*** RECORD EXCERPTS ***

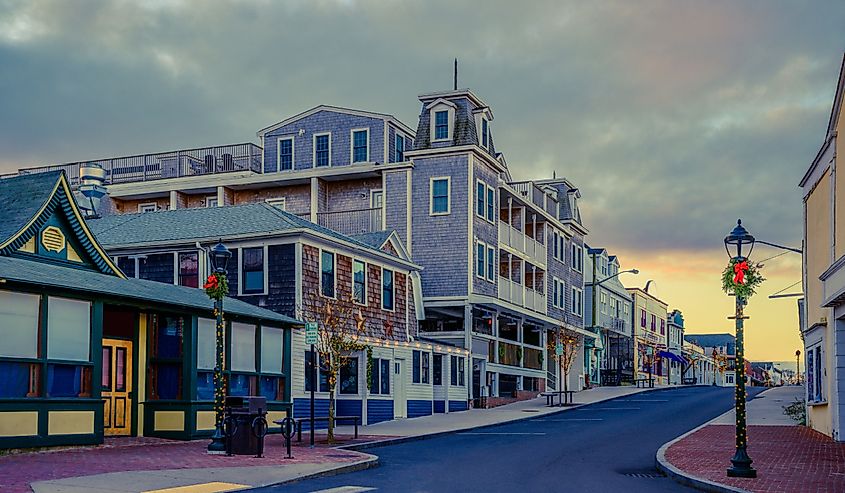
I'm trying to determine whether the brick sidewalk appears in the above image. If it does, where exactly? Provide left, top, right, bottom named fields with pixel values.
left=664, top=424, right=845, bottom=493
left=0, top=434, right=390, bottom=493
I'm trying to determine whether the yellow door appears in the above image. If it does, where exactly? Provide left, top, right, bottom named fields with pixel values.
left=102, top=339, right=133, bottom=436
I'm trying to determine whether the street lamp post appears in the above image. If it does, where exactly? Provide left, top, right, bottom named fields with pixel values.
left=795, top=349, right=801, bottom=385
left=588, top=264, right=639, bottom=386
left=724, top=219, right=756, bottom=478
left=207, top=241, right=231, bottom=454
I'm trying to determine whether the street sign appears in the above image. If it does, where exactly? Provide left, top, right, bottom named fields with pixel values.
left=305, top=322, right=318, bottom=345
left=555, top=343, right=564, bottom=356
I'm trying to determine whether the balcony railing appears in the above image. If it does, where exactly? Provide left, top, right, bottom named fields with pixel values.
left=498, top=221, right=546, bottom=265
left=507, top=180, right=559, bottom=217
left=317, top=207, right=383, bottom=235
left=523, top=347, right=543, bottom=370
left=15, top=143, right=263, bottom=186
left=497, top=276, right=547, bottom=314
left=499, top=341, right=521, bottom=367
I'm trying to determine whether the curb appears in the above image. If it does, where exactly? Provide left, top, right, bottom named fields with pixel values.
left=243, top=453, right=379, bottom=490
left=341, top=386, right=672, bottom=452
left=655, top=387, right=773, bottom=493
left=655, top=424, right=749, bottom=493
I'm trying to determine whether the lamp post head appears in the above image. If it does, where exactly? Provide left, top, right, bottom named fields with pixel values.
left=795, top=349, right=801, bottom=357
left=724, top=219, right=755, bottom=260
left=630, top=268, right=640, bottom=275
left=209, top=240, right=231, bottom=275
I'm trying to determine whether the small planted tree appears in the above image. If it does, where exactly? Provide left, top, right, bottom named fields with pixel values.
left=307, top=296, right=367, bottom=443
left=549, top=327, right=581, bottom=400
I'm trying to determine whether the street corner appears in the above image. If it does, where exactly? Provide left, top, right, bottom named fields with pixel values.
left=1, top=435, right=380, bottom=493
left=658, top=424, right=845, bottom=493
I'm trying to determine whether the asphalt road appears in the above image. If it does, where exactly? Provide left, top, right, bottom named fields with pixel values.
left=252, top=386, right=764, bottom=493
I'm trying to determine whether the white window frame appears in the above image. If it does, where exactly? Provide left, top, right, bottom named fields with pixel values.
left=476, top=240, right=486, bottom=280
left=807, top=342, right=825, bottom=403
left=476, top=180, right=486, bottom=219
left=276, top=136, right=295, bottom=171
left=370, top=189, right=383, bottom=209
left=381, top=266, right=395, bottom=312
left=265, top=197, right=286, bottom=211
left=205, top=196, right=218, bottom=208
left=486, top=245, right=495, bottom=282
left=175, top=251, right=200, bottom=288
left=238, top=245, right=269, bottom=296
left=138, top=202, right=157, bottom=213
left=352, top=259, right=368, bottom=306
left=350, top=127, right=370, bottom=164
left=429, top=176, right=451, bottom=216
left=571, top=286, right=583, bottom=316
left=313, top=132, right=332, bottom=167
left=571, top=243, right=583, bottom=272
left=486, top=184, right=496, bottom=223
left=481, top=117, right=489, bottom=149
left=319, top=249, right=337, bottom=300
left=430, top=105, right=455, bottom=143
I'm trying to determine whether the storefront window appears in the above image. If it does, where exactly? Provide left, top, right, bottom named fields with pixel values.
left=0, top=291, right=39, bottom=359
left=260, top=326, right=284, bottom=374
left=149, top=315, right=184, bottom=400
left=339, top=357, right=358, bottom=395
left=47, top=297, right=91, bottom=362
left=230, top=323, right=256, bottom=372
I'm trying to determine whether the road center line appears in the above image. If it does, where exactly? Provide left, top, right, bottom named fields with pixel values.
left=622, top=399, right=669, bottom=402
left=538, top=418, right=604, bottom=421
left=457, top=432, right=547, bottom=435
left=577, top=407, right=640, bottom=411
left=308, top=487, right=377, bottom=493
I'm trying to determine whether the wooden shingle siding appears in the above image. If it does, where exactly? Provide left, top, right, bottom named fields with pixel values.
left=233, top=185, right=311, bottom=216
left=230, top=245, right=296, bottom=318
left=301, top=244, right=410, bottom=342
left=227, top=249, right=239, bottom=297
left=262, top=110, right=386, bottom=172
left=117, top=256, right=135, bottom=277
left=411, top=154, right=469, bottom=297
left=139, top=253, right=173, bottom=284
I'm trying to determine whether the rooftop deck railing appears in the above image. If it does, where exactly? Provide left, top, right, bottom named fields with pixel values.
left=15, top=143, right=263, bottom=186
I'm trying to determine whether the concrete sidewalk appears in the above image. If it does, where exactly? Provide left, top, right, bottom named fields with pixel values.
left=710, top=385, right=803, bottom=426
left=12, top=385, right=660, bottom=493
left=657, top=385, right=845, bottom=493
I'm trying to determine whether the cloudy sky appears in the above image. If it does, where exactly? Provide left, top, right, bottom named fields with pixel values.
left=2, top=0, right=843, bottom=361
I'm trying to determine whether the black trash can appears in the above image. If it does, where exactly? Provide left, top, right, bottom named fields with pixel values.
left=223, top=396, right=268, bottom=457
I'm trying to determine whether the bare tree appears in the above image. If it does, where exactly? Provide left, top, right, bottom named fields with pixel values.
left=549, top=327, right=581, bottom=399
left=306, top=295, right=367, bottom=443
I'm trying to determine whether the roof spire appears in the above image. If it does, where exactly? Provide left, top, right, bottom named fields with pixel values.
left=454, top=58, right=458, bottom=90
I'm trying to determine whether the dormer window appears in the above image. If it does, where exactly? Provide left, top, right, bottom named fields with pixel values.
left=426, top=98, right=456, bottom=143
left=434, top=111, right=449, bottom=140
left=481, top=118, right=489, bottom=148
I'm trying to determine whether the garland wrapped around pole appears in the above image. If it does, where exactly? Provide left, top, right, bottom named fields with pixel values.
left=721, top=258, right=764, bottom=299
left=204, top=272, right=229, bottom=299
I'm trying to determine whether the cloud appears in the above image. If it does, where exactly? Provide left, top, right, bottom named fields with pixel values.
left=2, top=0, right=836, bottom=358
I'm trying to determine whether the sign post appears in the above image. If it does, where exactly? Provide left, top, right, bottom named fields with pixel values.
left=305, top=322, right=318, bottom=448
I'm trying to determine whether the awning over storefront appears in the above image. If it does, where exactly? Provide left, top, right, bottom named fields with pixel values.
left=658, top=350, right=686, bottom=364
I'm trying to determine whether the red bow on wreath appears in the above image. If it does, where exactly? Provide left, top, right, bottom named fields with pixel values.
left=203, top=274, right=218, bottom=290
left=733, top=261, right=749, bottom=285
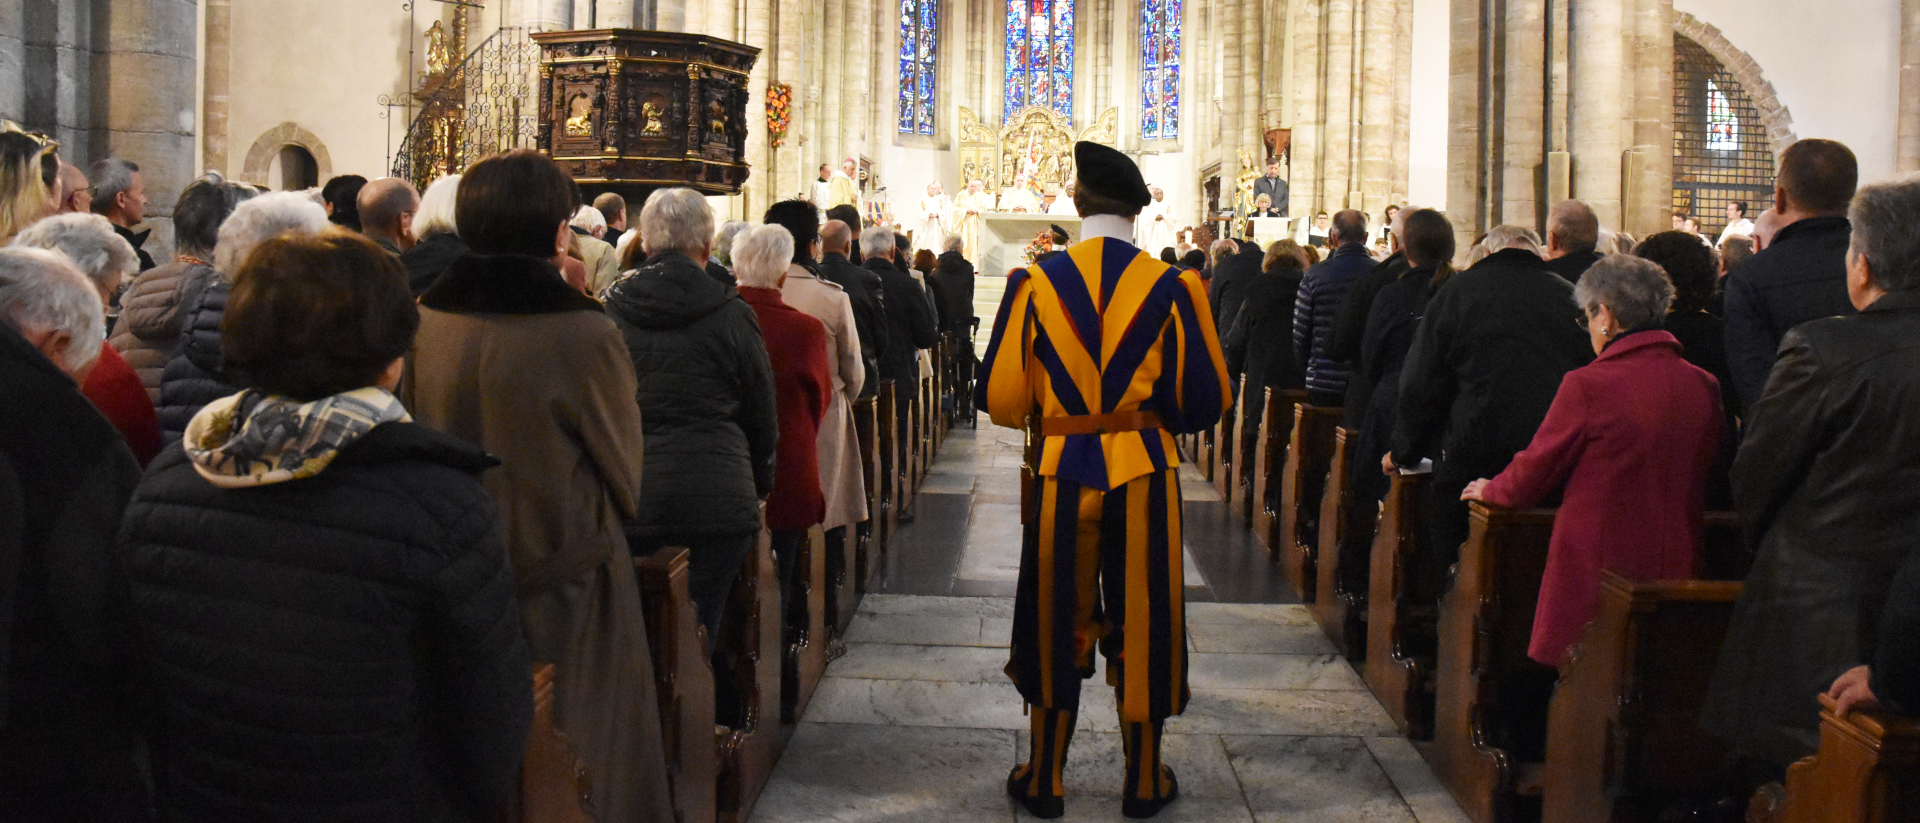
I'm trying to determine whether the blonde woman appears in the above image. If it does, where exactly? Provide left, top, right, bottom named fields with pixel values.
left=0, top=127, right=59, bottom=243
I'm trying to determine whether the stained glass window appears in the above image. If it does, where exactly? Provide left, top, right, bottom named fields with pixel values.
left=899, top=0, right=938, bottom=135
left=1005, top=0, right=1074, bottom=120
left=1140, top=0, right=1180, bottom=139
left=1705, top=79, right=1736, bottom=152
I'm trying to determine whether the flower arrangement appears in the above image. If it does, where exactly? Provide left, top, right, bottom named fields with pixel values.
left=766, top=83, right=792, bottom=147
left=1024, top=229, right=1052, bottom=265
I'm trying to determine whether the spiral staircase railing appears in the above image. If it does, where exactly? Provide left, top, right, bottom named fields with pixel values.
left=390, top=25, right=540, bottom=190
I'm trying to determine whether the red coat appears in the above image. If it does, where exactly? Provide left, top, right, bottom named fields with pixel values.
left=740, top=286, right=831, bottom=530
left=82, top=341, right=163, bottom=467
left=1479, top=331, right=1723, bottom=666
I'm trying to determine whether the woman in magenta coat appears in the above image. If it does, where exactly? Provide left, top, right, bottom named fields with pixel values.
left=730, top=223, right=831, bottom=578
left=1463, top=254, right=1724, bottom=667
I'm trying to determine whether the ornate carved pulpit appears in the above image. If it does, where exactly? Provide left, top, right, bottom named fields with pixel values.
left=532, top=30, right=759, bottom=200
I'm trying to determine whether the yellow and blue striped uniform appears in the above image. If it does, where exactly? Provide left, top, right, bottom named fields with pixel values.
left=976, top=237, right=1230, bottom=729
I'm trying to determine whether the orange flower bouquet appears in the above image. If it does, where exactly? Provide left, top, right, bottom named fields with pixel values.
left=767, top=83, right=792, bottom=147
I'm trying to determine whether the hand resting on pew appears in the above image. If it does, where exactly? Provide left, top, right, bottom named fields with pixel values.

*** End of RECORD EXCERPTS ***

Retype, exactly and only, the lines running from the one with "I'm trying to determine whether the orange" through the final line of the listing above.

I'm trying to determine whether the orange flower bouquet appears in the above image. If it does, where exactly? Provide left, top, right, bottom named fields with pixel values.
left=767, top=83, right=792, bottom=147
I'm trying to determine whether the hand resting on pew appears in the above image. If it does, where exactly? Provide left, top, right, bottom named fields with pixel values.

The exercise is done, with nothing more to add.